Start INPUT
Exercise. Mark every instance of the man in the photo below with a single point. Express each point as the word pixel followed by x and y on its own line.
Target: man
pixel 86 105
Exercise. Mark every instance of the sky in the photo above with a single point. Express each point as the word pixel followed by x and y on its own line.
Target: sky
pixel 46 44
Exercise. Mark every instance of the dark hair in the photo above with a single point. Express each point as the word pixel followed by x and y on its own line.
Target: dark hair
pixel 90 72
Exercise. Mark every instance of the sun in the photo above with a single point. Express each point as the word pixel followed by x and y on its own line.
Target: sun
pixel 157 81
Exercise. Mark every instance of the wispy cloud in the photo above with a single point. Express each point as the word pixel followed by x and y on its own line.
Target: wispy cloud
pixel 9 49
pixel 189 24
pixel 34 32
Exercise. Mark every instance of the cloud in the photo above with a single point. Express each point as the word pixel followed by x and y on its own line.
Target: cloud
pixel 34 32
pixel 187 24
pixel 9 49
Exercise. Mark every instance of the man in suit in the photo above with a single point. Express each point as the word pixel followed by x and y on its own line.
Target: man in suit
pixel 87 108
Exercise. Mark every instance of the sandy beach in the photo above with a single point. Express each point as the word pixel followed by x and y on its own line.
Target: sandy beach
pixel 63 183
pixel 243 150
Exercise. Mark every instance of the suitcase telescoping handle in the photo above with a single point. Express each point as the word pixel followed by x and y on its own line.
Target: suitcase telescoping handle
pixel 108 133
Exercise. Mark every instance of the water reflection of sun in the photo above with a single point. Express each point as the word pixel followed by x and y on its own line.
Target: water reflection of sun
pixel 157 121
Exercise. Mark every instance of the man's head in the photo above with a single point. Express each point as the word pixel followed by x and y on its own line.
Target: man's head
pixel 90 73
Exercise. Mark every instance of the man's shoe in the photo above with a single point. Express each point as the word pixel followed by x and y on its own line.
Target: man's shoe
End INPUT
- **DIRECTIONS FOR THIS TASK**: Update the records above so that "Target" becomes "Object" wherever it appears, and keep every other part of them unchanged.

- **RESULT FOR THIS TASK**:
Exercise. Mark every instance of the man in the photo below with a single point. Express each point as the word pixel followed by x and y on its own line.
Object: man
pixel 86 105
Exercise. Mark every instance of the sky in the photo above with a single point. Express each point as the word pixel followed by x and y on its own line.
Object: sky
pixel 46 44
Exercise. Mark every instance of the dark hair in the photo above with a single point. Express each point as the word pixel followed by x and y on its own line.
Object: dark hair
pixel 90 72
Exercise. Mark every instance of the sun in the photo above with a single point. Express each point as the word pixel followed by x and y on its own line.
Object: sun
pixel 157 81
Exercise. Mark every instance of the wispy cloud in the photo above with a single point. Express each point as the word pixel followed by x and y on its own line.
Object: wispy cloud
pixel 9 49
pixel 189 24
pixel 34 32
Exercise. Mark every instance of the cloud in the photo above with a single point. Express each point as the word pixel followed by x and y on its own line.
Object: cloud
pixel 34 32
pixel 187 24
pixel 9 49
Exercise. Mark every instance of the man in suit in the photo above with a single point. Express each point as the word pixel followed by x and y on its own line.
Object: man in suit
pixel 87 108
Exercise. Mark every instance of the sandy beach in the photo above with a single point. Express each point as the word pixel followed by x and y on its own line.
Object: sandy beach
pixel 63 183
pixel 243 150
Exercise. Mark every instance of the suitcase telescoping handle in the photo above with a single point. Express each point as the word pixel followed by x and y on its own line.
Object: suitcase telescoping handle
pixel 108 133
Exercise. Mark every instance of the water reflection of sun in the photo above with a single point. Express each point as the word pixel followed by x and y on its own line.
Object: water reflection of sun
pixel 157 121
Exercise. Mark every instance of the man's head in the photo above with a single point. Express each point as the word pixel followed by x and y on its own line.
Object: man's head
pixel 90 73
Exercise. Mark every instance of the man's shoe in the photo above with a single point. Express each point as the word pixel followed by x and y on its own line.
Object: man's shoe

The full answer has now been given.